— Start of Quoted text —
They may *go down*. Or there may be yield issues instead, producing millions of useless silicon dies in the process. Once again, HBM is hard enough that AMD did not even bother putting 3rd/4th stack of it on their incoming halo GPU, consider that for a minute. Not to mention, the inherent cost of interposer is easily over 5 times larger than inherent cost of APU die itself, without any memory in consideration. If you claim that Zeppelin is ~$20 to produce, then interposer alone will, from basic math, be ~$100 or more to produce. Then whatever it requires for the memory. And that's with assumption of no yield issues, interposers are sensitive bunch. If there are, which i expect to be there should such design ever get a pass, it would be relatively small in volume, theses costs go up even more. It is not even unrealistic to end up landing at $200 minimum cost for such APU... That does not make it compelling suggestion on cost.

Want to know the reason why they decided to put only 2 stacks? Because its cheap enough to make it not only to the highest end GPUs, and APUs, but also slightly cheaper ones. Vega 11 will cost at best 399$. Mainstream APU will cost at best 299$. Those are the price markets they have targeted. HBM2 gives enough bandwidth, with 2 stacks, and is cheap enough, to make it apparent in wider market.

lolfail9001 · Feb 26, 2017

Glo. said:
Want to know the reason why they decided to put only 2 stacks?

Sure. While you're at it, explain the reason why nVidia's salvage parts for Tesla P100 actually lose a stack of HBM2 instead of any more GPU parts.

Glo. said:
Because its cheap enough to make it not only to the highest end GPUs, and APUs, but also slightly cheaper ones. Vega 11 will cost at best 399$.

We had literally 0 information about Vega 11 so far, so hold your horses.

Glo. said:
Mainstream APU will cost at best 299$.

And here the issue arises: and where does it go? If it can't prove itself more efficient than dGPU+pure CPU/basic APU with hybrid graphics combo, it is waste of money. Your own description ensures it can't fit the bill.

Glo. said:
HBM2 gives enough bandwidth, with 2 stacks, and is cheap enough, to make it apparent in wider market

Sure, find a cost of single HBM2 stack and cost of... let's give it 600mm^2 because these stacks sure look big, interposer. For reference, few years ago, a single GGDR5 512GB (i believe) chip in bulk had a cost of $5 in bulk. That's probably the cost of 1GB one but i won't claim it as a fact.
— End of Quoted text —
— Start of Supplied information —
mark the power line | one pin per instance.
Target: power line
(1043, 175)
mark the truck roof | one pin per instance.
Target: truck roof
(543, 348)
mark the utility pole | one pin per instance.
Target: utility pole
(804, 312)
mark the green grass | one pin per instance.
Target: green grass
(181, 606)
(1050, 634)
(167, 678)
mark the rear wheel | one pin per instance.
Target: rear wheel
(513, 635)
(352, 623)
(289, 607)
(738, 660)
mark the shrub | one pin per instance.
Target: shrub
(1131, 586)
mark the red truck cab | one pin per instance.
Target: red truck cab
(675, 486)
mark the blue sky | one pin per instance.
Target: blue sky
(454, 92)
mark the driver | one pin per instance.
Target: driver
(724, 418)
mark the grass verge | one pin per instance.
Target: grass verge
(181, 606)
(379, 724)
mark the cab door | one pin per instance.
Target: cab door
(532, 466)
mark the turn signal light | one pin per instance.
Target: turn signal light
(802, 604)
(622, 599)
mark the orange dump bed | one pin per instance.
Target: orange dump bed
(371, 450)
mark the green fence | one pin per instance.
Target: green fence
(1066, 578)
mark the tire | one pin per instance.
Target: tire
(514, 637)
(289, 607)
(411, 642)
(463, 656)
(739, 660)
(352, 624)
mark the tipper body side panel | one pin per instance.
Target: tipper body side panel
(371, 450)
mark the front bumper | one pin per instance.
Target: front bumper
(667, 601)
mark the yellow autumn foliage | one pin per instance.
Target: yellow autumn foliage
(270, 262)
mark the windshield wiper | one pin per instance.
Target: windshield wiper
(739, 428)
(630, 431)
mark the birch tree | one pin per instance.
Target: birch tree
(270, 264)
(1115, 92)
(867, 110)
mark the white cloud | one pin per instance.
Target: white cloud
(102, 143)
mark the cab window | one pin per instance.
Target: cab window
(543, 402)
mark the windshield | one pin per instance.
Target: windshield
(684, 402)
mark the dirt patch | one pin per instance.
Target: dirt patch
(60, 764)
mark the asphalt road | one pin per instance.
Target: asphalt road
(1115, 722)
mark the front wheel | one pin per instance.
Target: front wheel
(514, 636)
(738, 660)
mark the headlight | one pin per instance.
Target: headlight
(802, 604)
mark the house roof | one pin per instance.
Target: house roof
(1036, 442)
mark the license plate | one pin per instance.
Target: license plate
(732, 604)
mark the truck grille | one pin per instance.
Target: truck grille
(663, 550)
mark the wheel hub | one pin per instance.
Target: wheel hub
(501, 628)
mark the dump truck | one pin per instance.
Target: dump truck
— End of Supplied information —
(Instructions):
**a.** Reproduce word for word the passage of the forum thread on HBM memory costs from "Sure. While you're" up to and including "fit the bill.".
**b.** Write the next part of the forum discussion about HBM2 and APU costs, starting after its final sentence.

(Responses to the tasks):
**a.**
Sure. While you're at it, explain the reason why nVidia's salvage parts for Tesla P100 actually lose a stack of HBM2 instead of any more GPU parts.

Glo. said:
Because its cheap enough to make it not only to the highest end GPUs, and APUs, but also slightly cheaper ones. Vega 11 will cost at best 399$.

We had literally 0 information about Vega 11 so far, so hold your horses.

Glo. said:
Mainstream APU will cost at best 299$.

And here the issue arises: and where does it go? If it can't prove itself more efficient than dGPU+pure CPU/basic APU with hybrid graphics combo, it is waste of money. Your own description ensures it can't fit the bill.

**b.**
JDG1980 · Feb 26, 2017

lolfail9001 said:
They may *go down*. Or there may be yield issues instead, producing millions of useless silicon dies in the process.

Bad yields are a sign of an immature process. Yields will improve with time and experience, thus driving the cost per (working) part down.

lolfail9001 said:
Once again, HBM is hard enough that AMD did not even bother putting 3rd/4th stack of it on their incoming halo GPU, consider that for a minute.

If two stacks can provide 16GB with enough memory bandwidth for Vega, then why bother with four? Just to show off? I don't think we can infer technical limitations from this design decision. AMD did four stacks the first time around on Fiji, so they're clearly capable of doing so if they want.

lolfail9001 said:
Not to mention, the inherent cost of interposer is easily over 5 times larger than inherent cost of APU die itself, without any memory in consideration. If you claim that Zeppelin is ~$20 to produce, then interposer alone will, from basic math, be ~$100 or more to produce.

What is your basis for the above figures? Why do you assume that an interposer (produced on an older, fully amortized process) costs 5x as much as an APU (fabricated on a leading edge process)?

Glo. · Feb 26, 2017

lolfail9001 said:
Sure. While you're at it, explain the reason why nVidia's salvage parts for Tesla P100 actually lose a stack of HBM2 instead of any more GPU parts.

32 GB of HBM2 are not possible with 3 stacks of HBM2. Even 16 GB are very hard to do. Every Nvidia GPU has either 32 or 16 GB, with 4 stacks of HBM2.

lolfail9001 said:
And here the issue arises: and where does it go? If it can't prove itself more efficient than dGPU+pure CPU/basic APU with hybrid graphics combo, it is waste of money. Your own description ensures it can't fit the bill.

Wait, so for example. You get 199$ worth of CPU, with 150$ worth of GPU, at 50% power consumption, and 50$ lower cost for consumer, and with this it does not fit the bill? Are you sure about what you have read?

lolfail9001 said:
Sure, find a cost of single HBM2 stack and cost of... let's give it 600mm^2 because these stacks sure look big, interposer. For reference, few years ago, a single GGDR5 512GB (i believe) chip in bulk had a cost of $5 in bulk. That's probably the cost of 1GB one but i won't claim it as a fact.

HBM2 production is bigger than HBM was. You get: AMD with Vega 10, and 11, APUs, both server and consumer. Nvidia with GP100 chips.

And before you will say anything about Vega 11: HBCC is INHERENT part of the architecture. Every single GPU is designed to work with it. It does not mean they have to have HBM2, on package(mobile APUs will not have HBM2 on package). But they have the ability to work with HBM2 memory that is connected to the CPU, regardless if it is through PCIe(internally) or through Thunderbolt 3(Externally). Thats the whole idea behind High Bandwidth Cache.
But dGPUs like Vega 11 and Vega 10 will have HBM2, because that is the only memory controller that Vega is designed to work with, as far is it goes for graphical Memory.

lolfail9001 said:
If you claim that Zeppelin is ~$20 to produce, then interposer alone will, from basic math, be ~$100 or more to produce.

Provide numbers. MUCH bigger interposer for Fiji chip costs AMD 10$. Stop posting things based on what you believe is true, because it turns out - it is not.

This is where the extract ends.